BEGIN RECORDED DATA

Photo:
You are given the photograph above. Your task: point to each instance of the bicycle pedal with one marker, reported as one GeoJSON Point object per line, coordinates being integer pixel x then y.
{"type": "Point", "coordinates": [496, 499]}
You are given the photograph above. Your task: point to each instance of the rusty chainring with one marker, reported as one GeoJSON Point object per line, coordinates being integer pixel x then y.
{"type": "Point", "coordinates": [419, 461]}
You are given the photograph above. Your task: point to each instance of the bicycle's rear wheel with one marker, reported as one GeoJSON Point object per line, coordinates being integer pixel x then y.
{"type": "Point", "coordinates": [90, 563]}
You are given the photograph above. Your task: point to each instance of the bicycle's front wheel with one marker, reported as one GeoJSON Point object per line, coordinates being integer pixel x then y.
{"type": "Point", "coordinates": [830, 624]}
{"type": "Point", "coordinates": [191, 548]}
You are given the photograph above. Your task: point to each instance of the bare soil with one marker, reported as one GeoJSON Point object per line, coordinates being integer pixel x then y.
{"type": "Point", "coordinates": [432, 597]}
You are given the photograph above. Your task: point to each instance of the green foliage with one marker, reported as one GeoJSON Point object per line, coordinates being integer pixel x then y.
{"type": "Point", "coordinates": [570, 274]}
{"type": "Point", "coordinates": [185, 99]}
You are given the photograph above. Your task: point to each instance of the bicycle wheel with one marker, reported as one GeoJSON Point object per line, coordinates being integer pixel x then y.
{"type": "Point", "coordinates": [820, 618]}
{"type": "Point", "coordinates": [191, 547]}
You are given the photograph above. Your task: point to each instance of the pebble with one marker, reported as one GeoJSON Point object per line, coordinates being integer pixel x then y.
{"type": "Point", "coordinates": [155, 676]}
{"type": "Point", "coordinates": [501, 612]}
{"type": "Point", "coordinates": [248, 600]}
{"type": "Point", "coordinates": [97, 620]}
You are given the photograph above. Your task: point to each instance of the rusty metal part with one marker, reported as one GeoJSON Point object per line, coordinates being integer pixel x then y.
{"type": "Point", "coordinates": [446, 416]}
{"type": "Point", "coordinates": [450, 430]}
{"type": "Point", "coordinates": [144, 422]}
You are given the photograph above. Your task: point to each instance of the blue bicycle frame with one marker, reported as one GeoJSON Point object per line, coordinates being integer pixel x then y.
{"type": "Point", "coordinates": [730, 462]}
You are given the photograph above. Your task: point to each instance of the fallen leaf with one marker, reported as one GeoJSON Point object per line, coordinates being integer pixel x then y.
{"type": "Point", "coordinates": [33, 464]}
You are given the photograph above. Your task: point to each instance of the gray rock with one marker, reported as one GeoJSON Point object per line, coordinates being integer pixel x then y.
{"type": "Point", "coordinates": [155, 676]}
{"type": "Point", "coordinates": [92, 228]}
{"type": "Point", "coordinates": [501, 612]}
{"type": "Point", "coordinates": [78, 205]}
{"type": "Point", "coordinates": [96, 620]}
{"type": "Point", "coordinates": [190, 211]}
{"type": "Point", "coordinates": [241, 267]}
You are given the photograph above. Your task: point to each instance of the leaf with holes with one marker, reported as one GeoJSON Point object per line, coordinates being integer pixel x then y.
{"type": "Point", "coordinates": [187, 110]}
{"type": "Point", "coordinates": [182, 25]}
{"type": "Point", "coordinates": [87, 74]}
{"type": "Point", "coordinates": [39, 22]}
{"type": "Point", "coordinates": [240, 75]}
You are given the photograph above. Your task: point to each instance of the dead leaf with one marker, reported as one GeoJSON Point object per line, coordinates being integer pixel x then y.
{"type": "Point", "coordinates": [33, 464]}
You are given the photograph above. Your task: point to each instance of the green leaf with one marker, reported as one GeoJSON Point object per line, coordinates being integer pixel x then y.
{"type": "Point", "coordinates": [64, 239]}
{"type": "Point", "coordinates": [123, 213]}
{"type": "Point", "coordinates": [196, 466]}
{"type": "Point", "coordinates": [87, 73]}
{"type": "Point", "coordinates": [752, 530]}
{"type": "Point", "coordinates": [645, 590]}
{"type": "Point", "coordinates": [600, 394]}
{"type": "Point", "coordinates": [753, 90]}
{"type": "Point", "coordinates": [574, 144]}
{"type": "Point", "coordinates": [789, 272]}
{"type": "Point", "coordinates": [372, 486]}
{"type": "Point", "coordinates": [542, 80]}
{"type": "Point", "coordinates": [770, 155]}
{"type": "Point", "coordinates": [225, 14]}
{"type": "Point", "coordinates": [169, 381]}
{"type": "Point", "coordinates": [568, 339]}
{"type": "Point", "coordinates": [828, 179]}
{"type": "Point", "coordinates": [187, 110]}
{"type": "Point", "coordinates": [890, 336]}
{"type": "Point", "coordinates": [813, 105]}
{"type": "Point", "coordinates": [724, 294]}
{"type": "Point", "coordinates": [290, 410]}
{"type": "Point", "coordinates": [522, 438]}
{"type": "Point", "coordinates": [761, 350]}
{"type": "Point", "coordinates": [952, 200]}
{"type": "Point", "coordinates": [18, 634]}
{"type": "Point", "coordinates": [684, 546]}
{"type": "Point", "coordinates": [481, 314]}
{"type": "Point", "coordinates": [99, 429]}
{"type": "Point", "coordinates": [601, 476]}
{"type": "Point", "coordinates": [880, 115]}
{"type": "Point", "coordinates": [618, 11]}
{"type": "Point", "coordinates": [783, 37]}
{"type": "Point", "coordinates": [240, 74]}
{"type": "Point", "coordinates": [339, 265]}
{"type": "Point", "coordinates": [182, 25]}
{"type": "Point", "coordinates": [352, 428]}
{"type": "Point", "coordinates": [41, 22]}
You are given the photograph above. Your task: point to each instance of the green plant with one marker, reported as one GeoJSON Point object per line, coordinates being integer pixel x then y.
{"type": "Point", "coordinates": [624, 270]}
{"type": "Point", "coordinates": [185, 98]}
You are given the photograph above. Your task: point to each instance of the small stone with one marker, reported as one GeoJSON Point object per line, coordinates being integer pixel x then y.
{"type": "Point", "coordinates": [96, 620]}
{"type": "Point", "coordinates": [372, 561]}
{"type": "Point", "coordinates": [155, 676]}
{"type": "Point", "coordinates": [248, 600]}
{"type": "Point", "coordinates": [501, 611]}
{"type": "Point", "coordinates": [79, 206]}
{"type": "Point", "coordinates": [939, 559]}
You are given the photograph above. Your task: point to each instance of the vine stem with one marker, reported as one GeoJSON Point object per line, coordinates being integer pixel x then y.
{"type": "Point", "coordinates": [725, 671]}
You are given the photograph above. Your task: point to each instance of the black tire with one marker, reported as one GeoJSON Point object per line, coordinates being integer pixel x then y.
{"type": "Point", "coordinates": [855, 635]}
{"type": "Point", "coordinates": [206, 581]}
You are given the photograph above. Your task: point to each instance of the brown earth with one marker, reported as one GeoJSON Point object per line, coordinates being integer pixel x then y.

END RECORDED DATA

* **INSTRUCTIONS TO FOLLOW**: Would you write the material out again, exactly as given above?

* **PROBLEM SOLUTION**:
Photo:
You are given the photograph above. Your task: point to each instance of the bicycle pedal with one marker, reported as one GeoJSON Point object per line, coordinates being integer pixel x then y.
{"type": "Point", "coordinates": [496, 499]}
You are given the photograph above. Your task: point to each instance of the rusty chainring with one marker, reported as one GeoJSON Point object per line, coordinates being integer pixel x then y.
{"type": "Point", "coordinates": [419, 461]}
You are given the photograph above. Your task: point to each instance of the bicycle's rear wheel with one marker, reported as one GeoJSON Point object per line, coordinates being integer pixel x then y.
{"type": "Point", "coordinates": [90, 563]}
You are given the photograph above. Your task: point to each instance of the bicycle's front wheel with one marker, reported as one GeoJSON Point object per line, coordinates being integer pixel x then y.
{"type": "Point", "coordinates": [830, 624]}
{"type": "Point", "coordinates": [191, 548]}
You are given the photograph above. Your task: point to each instance of the bare soil with one marker, reported as one GeoJSON Point object per line, coordinates being integer pixel x then y.
{"type": "Point", "coordinates": [432, 597]}
You are given the photograph above. Your task: point to each instance of the green foliage with one marker, reported as one GeoJSON Point object per line, coordinates being integer pixel x then y.
{"type": "Point", "coordinates": [570, 274]}
{"type": "Point", "coordinates": [185, 99]}
You are given the photograph above. Your task: point to each instance of the bicycle wheel with one marker, reported as one GeoJSON Point object per line, coordinates being integer pixel x then y.
{"type": "Point", "coordinates": [820, 618]}
{"type": "Point", "coordinates": [191, 547]}
You are given the photograph above. Your task: point to each instance of the pebble with one marker, reported as one GeoJSON Point object per line, coordinates being integer pixel x then y.
{"type": "Point", "coordinates": [155, 676]}
{"type": "Point", "coordinates": [501, 612]}
{"type": "Point", "coordinates": [248, 600]}
{"type": "Point", "coordinates": [97, 620]}
You are given the photograph above. Your task: point to each instance of the rusty metal part with one marker, reported as one GeoJSON Point object per line, coordinates being integer pixel x then y.
{"type": "Point", "coordinates": [446, 416]}
{"type": "Point", "coordinates": [450, 430]}
{"type": "Point", "coordinates": [144, 422]}
You are given the photograph above. Your task: point to each instance of the blue bicycle frame with one marker, reported as one GeoJSON Point object per line, coordinates being integer pixel x then y.
{"type": "Point", "coordinates": [730, 462]}
You are given the photograph above. Your task: point to each instance of the fallen leaf with one marker, reported as one GeoJSON Point object per line, coordinates being integer pixel x then y.
{"type": "Point", "coordinates": [33, 464]}
You are given the photograph above. Your task: point to each instance of the gray rock with one marker, reported as one GeoJSON Point object per line, coordinates being integer pixel x then y.
{"type": "Point", "coordinates": [155, 676]}
{"type": "Point", "coordinates": [92, 228]}
{"type": "Point", "coordinates": [501, 612]}
{"type": "Point", "coordinates": [78, 205]}
{"type": "Point", "coordinates": [96, 620]}
{"type": "Point", "coordinates": [190, 211]}
{"type": "Point", "coordinates": [241, 267]}
You are given the photograph above. Your task: point to each instance of the leaf with holes with one marker, reported as one GeoJSON Point object per line, coordinates being integer pixel x then y.
{"type": "Point", "coordinates": [187, 110]}
{"type": "Point", "coordinates": [182, 25]}
{"type": "Point", "coordinates": [87, 74]}
{"type": "Point", "coordinates": [39, 22]}
{"type": "Point", "coordinates": [240, 75]}
You are given the photograph above. Your task: point to each instance of the dead leaf with one marker, reported as one GeoJSON Point object per line, coordinates being integer pixel x then y.
{"type": "Point", "coordinates": [33, 464]}
You are given the photograph above. Your task: point to each instance of the green leaf with one marker, reported as one GeoJSON Point object per line, coordinates being integer pixel x then y.
{"type": "Point", "coordinates": [64, 239]}
{"type": "Point", "coordinates": [123, 213]}
{"type": "Point", "coordinates": [196, 466]}
{"type": "Point", "coordinates": [87, 73]}
{"type": "Point", "coordinates": [752, 530]}
{"type": "Point", "coordinates": [645, 590]}
{"type": "Point", "coordinates": [600, 394]}
{"type": "Point", "coordinates": [753, 90]}
{"type": "Point", "coordinates": [574, 144]}
{"type": "Point", "coordinates": [789, 272]}
{"type": "Point", "coordinates": [372, 486]}
{"type": "Point", "coordinates": [542, 80]}
{"type": "Point", "coordinates": [770, 155]}
{"type": "Point", "coordinates": [225, 14]}
{"type": "Point", "coordinates": [169, 381]}
{"type": "Point", "coordinates": [568, 339]}
{"type": "Point", "coordinates": [828, 179]}
{"type": "Point", "coordinates": [187, 110]}
{"type": "Point", "coordinates": [890, 336]}
{"type": "Point", "coordinates": [813, 105]}
{"type": "Point", "coordinates": [724, 294]}
{"type": "Point", "coordinates": [290, 410]}
{"type": "Point", "coordinates": [522, 438]}
{"type": "Point", "coordinates": [761, 350]}
{"type": "Point", "coordinates": [952, 200]}
{"type": "Point", "coordinates": [18, 634]}
{"type": "Point", "coordinates": [684, 546]}
{"type": "Point", "coordinates": [481, 314]}
{"type": "Point", "coordinates": [99, 429]}
{"type": "Point", "coordinates": [601, 476]}
{"type": "Point", "coordinates": [880, 115]}
{"type": "Point", "coordinates": [618, 11]}
{"type": "Point", "coordinates": [783, 37]}
{"type": "Point", "coordinates": [240, 74]}
{"type": "Point", "coordinates": [339, 265]}
{"type": "Point", "coordinates": [182, 25]}
{"type": "Point", "coordinates": [352, 428]}
{"type": "Point", "coordinates": [41, 22]}
You are given the photograph above. Your task: point to each instance of the green plant with one marker, reported as one GeoJSON Point object per line, coordinates being integer pixel x then y.
{"type": "Point", "coordinates": [624, 270]}
{"type": "Point", "coordinates": [185, 98]}
You are given the photograph above. Your task: point to each instance of the small stone with one marker, reported as one GeoJSON Point object per line, coordinates being integer pixel x then y.
{"type": "Point", "coordinates": [96, 620]}
{"type": "Point", "coordinates": [372, 561]}
{"type": "Point", "coordinates": [155, 676]}
{"type": "Point", "coordinates": [248, 600]}
{"type": "Point", "coordinates": [501, 611]}
{"type": "Point", "coordinates": [79, 206]}
{"type": "Point", "coordinates": [939, 559]}
You are given the photograph above. Your task: point to each instance of the vine stem with one marker, reported as one GeoJSON Point object per line, coordinates being integer pixel x then y.
{"type": "Point", "coordinates": [725, 671]}
You are given the photograph above. Your task: point to each instance of the black tire with one marker, reported as one GeoJSON Point object per line, coordinates being integer pixel x then y.
{"type": "Point", "coordinates": [855, 635]}
{"type": "Point", "coordinates": [206, 581]}
You are given the photograph above. Your task: point to each instance of the brown earth with one marker, reported as one GeoJSON Point object per line, coordinates being integer pixel x then y.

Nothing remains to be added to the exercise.